----- RECORDS -----

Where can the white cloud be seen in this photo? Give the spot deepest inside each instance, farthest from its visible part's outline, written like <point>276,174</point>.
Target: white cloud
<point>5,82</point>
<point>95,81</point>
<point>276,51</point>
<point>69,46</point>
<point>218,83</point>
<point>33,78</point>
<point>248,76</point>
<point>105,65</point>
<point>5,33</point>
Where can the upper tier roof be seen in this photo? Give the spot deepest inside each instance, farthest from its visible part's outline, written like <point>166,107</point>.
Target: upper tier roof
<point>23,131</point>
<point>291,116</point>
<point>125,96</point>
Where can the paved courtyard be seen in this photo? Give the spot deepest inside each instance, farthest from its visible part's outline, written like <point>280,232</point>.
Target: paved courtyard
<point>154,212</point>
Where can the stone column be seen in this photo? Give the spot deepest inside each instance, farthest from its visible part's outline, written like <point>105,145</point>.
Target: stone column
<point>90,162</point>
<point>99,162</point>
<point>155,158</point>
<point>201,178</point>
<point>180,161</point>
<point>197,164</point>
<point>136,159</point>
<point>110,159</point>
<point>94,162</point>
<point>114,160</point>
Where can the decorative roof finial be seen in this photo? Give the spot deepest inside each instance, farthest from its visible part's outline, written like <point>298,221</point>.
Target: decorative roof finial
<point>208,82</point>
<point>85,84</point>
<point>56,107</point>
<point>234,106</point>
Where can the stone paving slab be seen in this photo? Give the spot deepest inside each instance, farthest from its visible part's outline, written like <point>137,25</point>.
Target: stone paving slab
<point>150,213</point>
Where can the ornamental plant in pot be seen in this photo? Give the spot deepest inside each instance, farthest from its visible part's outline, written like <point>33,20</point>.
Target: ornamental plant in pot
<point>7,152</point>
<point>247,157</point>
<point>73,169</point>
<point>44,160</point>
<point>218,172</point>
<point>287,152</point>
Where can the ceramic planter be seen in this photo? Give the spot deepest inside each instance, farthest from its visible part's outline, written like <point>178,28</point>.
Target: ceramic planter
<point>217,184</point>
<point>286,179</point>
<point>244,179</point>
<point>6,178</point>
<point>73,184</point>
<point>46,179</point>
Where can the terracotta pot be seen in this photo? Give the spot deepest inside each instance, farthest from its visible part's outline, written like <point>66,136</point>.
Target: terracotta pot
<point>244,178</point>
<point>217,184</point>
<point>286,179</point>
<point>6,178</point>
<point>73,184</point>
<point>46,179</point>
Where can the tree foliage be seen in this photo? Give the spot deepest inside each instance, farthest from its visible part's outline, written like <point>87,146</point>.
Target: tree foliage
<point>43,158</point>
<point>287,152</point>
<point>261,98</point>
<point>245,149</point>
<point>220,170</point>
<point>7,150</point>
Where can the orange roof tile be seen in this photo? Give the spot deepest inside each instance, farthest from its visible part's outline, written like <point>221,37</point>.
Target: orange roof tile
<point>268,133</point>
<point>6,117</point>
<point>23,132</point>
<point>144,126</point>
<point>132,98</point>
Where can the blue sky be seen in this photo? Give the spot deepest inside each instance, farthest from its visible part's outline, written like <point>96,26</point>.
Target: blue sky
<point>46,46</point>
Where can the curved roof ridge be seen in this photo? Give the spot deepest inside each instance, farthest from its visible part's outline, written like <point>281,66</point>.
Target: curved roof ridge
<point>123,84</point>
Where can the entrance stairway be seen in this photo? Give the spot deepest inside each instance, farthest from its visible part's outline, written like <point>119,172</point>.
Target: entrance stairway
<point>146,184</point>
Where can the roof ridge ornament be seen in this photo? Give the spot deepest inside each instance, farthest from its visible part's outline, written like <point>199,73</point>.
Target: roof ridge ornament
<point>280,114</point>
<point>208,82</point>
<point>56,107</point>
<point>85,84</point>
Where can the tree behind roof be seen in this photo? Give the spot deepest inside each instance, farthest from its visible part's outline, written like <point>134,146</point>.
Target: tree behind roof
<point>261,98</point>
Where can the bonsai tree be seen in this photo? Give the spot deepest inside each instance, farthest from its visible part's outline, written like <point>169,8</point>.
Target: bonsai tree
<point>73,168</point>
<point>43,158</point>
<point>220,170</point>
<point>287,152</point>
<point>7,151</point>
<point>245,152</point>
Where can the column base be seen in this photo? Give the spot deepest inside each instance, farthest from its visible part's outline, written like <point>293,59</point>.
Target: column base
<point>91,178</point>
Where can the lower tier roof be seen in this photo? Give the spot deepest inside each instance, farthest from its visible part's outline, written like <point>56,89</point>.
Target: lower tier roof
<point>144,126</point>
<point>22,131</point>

-----
----- RECORDS -----

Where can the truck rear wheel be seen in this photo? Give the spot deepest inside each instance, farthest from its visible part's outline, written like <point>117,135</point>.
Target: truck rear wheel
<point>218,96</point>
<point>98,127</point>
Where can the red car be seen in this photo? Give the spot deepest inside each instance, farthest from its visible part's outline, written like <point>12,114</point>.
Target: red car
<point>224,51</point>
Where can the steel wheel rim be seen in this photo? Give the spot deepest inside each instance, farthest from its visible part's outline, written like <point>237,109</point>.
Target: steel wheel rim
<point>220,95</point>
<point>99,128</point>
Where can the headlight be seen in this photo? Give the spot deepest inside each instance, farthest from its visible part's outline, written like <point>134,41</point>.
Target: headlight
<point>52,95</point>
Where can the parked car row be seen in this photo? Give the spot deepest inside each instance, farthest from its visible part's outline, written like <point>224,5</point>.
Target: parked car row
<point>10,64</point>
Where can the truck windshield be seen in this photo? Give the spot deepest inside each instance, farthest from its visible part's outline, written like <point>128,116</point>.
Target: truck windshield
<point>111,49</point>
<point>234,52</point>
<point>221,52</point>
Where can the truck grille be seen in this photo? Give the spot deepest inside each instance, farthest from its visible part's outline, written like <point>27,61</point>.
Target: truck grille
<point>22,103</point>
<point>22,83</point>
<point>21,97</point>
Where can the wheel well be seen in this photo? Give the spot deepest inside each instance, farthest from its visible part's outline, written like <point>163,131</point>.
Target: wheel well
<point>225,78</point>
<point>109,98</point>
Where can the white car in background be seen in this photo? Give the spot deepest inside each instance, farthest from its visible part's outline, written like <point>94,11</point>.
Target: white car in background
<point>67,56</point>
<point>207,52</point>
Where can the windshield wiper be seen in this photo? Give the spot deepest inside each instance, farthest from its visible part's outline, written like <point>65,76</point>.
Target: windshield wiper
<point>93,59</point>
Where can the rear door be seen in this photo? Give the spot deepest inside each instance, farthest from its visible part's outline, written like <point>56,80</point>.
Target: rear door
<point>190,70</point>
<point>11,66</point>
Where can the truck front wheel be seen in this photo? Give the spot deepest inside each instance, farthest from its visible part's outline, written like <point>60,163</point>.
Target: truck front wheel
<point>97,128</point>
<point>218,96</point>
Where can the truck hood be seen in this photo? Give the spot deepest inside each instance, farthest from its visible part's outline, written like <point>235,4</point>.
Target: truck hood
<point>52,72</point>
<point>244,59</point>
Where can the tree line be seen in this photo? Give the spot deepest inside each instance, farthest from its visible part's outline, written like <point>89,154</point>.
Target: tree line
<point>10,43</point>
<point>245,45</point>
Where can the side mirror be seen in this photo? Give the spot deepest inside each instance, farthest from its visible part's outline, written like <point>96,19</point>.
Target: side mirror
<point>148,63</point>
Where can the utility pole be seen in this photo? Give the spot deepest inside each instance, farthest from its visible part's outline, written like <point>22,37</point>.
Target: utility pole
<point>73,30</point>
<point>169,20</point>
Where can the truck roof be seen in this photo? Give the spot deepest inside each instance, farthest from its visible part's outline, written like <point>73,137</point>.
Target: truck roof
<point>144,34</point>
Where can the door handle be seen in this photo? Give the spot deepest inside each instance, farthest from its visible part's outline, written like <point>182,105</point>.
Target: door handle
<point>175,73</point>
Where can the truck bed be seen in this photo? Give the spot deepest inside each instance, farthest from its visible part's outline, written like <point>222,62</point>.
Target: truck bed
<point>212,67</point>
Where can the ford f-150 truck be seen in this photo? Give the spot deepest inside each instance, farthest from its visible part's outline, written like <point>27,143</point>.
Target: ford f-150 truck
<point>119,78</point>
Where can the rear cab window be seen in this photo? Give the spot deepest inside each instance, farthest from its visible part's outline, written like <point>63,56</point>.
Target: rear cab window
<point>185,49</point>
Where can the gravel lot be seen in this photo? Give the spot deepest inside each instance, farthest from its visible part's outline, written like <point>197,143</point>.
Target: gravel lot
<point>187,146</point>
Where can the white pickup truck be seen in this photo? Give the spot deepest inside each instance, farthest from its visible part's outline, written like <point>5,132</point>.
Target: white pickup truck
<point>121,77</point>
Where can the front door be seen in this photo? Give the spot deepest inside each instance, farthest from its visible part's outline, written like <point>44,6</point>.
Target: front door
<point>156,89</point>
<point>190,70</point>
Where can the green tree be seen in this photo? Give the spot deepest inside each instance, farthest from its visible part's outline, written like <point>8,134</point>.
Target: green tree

-----
----- RECORDS -----

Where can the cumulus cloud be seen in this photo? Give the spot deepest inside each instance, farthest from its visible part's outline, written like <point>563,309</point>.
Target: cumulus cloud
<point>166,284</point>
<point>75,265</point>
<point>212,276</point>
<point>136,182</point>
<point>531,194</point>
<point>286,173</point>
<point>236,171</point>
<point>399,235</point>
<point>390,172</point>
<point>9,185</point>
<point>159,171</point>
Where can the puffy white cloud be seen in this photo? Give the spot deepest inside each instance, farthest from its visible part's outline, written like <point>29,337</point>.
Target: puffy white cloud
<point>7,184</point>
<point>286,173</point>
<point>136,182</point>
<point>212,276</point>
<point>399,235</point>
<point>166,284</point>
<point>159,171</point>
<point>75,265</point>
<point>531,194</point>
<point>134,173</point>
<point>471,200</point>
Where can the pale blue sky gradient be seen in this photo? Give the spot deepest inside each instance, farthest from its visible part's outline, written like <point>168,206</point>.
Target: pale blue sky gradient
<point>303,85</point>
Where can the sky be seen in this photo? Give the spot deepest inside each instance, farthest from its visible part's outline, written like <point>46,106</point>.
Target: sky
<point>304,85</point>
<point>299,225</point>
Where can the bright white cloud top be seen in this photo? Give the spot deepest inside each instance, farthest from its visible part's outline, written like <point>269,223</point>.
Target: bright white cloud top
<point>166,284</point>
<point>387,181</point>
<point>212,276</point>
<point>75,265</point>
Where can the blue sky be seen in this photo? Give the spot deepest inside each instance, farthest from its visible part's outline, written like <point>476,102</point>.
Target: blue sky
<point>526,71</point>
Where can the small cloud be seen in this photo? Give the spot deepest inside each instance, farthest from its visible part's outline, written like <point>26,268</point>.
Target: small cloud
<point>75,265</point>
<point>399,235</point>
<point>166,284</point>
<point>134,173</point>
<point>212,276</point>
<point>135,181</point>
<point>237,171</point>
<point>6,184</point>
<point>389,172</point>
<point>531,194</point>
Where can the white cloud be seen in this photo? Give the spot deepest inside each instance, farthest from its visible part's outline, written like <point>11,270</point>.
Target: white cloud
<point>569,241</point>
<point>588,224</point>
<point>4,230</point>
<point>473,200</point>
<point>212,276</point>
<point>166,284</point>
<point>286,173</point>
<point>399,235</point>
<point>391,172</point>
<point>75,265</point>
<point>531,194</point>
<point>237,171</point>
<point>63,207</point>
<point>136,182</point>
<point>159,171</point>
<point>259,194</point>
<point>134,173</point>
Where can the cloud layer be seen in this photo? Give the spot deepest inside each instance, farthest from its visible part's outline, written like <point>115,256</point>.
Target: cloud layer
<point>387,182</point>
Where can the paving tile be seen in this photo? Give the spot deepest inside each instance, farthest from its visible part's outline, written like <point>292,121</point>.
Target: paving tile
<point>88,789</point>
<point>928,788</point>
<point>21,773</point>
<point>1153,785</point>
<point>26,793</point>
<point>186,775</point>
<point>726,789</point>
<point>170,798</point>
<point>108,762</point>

-----

== TASK ==
Which lines run from the one holding "Target: cloud layer" through the one holding "Where can the paving" in the records above? Repeat them exactly, both included, and nothing more.

== SOLUTION TO THIS TASK ==
Target: cloud layer
<point>387,182</point>
Where can the paving tile be seen in this photo? Give the spot deepest inside each instance, farthest from its visible part's outline, written like <point>292,121</point>.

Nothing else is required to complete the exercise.